(EXTRACTED MATERIAL begins)

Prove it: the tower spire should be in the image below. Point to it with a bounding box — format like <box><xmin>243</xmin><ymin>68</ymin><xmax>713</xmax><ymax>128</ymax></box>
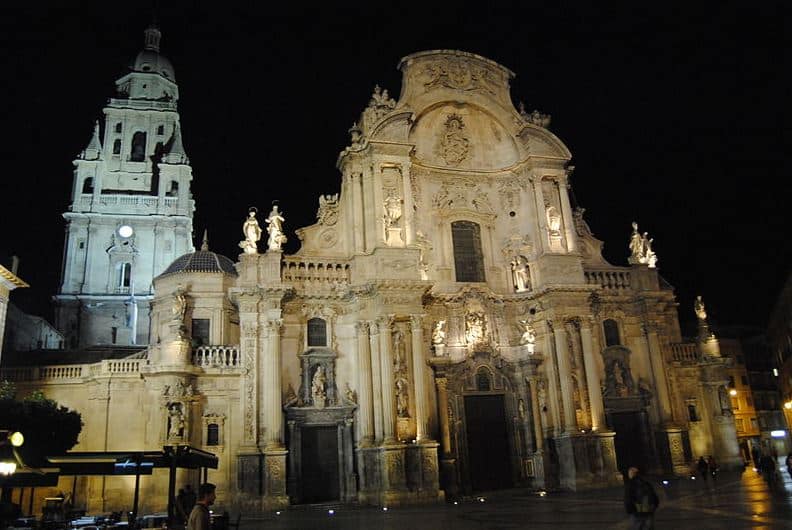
<box><xmin>80</xmin><ymin>120</ymin><xmax>103</xmax><ymax>160</ymax></box>
<box><xmin>143</xmin><ymin>24</ymin><xmax>161</xmax><ymax>52</ymax></box>
<box><xmin>201</xmin><ymin>229</ymin><xmax>209</xmax><ymax>251</ymax></box>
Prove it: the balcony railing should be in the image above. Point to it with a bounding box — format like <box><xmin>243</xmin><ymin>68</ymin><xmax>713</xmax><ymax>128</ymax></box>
<box><xmin>73</xmin><ymin>194</ymin><xmax>187</xmax><ymax>215</ymax></box>
<box><xmin>282</xmin><ymin>257</ymin><xmax>351</xmax><ymax>287</ymax></box>
<box><xmin>584</xmin><ymin>269</ymin><xmax>632</xmax><ymax>291</ymax></box>
<box><xmin>0</xmin><ymin>358</ymin><xmax>143</xmax><ymax>382</ymax></box>
<box><xmin>669</xmin><ymin>343</ymin><xmax>701</xmax><ymax>363</ymax></box>
<box><xmin>193</xmin><ymin>346</ymin><xmax>242</xmax><ymax>369</ymax></box>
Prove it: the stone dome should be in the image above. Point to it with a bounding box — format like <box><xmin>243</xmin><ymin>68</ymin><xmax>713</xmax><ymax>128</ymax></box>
<box><xmin>133</xmin><ymin>49</ymin><xmax>176</xmax><ymax>81</ymax></box>
<box><xmin>160</xmin><ymin>250</ymin><xmax>237</xmax><ymax>277</ymax></box>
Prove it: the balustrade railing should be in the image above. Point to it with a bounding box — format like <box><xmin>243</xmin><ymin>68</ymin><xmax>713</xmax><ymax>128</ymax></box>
<box><xmin>1</xmin><ymin>357</ymin><xmax>142</xmax><ymax>382</ymax></box>
<box><xmin>282</xmin><ymin>257</ymin><xmax>351</xmax><ymax>286</ymax></box>
<box><xmin>73</xmin><ymin>194</ymin><xmax>185</xmax><ymax>215</ymax></box>
<box><xmin>584</xmin><ymin>269</ymin><xmax>632</xmax><ymax>291</ymax></box>
<box><xmin>669</xmin><ymin>343</ymin><xmax>701</xmax><ymax>363</ymax></box>
<box><xmin>38</xmin><ymin>365</ymin><xmax>84</xmax><ymax>380</ymax></box>
<box><xmin>193</xmin><ymin>346</ymin><xmax>242</xmax><ymax>368</ymax></box>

(EXTRACTED MATERIAL ends)

WORK INSTRUCTIONS: Without the pictures, set down every entry exactly.

RESPONSE:
Prove it: the tower spire should be in the image below. Point to it with a bounding box — format like <box><xmin>243</xmin><ymin>68</ymin><xmax>713</xmax><ymax>128</ymax></box>
<box><xmin>80</xmin><ymin>120</ymin><xmax>103</xmax><ymax>160</ymax></box>
<box><xmin>143</xmin><ymin>24</ymin><xmax>161</xmax><ymax>52</ymax></box>
<box><xmin>201</xmin><ymin>229</ymin><xmax>209</xmax><ymax>251</ymax></box>
Prove it: the balcony railing should be in the image above. Point to it with a bounding box — format like <box><xmin>243</xmin><ymin>68</ymin><xmax>713</xmax><ymax>128</ymax></box>
<box><xmin>73</xmin><ymin>194</ymin><xmax>187</xmax><ymax>215</ymax></box>
<box><xmin>282</xmin><ymin>257</ymin><xmax>351</xmax><ymax>287</ymax></box>
<box><xmin>584</xmin><ymin>269</ymin><xmax>632</xmax><ymax>291</ymax></box>
<box><xmin>0</xmin><ymin>358</ymin><xmax>143</xmax><ymax>382</ymax></box>
<box><xmin>669</xmin><ymin>343</ymin><xmax>701</xmax><ymax>363</ymax></box>
<box><xmin>193</xmin><ymin>346</ymin><xmax>242</xmax><ymax>369</ymax></box>
Prove it: the stone dome should be in the image above. Point to it with a bounding box — format like <box><xmin>243</xmin><ymin>68</ymin><xmax>713</xmax><ymax>128</ymax></box>
<box><xmin>133</xmin><ymin>49</ymin><xmax>176</xmax><ymax>81</ymax></box>
<box><xmin>160</xmin><ymin>250</ymin><xmax>237</xmax><ymax>277</ymax></box>
Prove it: the balustrade railing should be in the image above. Point to it with a bounding box — format like <box><xmin>243</xmin><ymin>68</ymin><xmax>713</xmax><ymax>128</ymax></box>
<box><xmin>1</xmin><ymin>357</ymin><xmax>142</xmax><ymax>382</ymax></box>
<box><xmin>282</xmin><ymin>257</ymin><xmax>351</xmax><ymax>286</ymax></box>
<box><xmin>73</xmin><ymin>194</ymin><xmax>185</xmax><ymax>215</ymax></box>
<box><xmin>584</xmin><ymin>269</ymin><xmax>632</xmax><ymax>291</ymax></box>
<box><xmin>669</xmin><ymin>343</ymin><xmax>701</xmax><ymax>363</ymax></box>
<box><xmin>38</xmin><ymin>365</ymin><xmax>84</xmax><ymax>380</ymax></box>
<box><xmin>193</xmin><ymin>346</ymin><xmax>242</xmax><ymax>368</ymax></box>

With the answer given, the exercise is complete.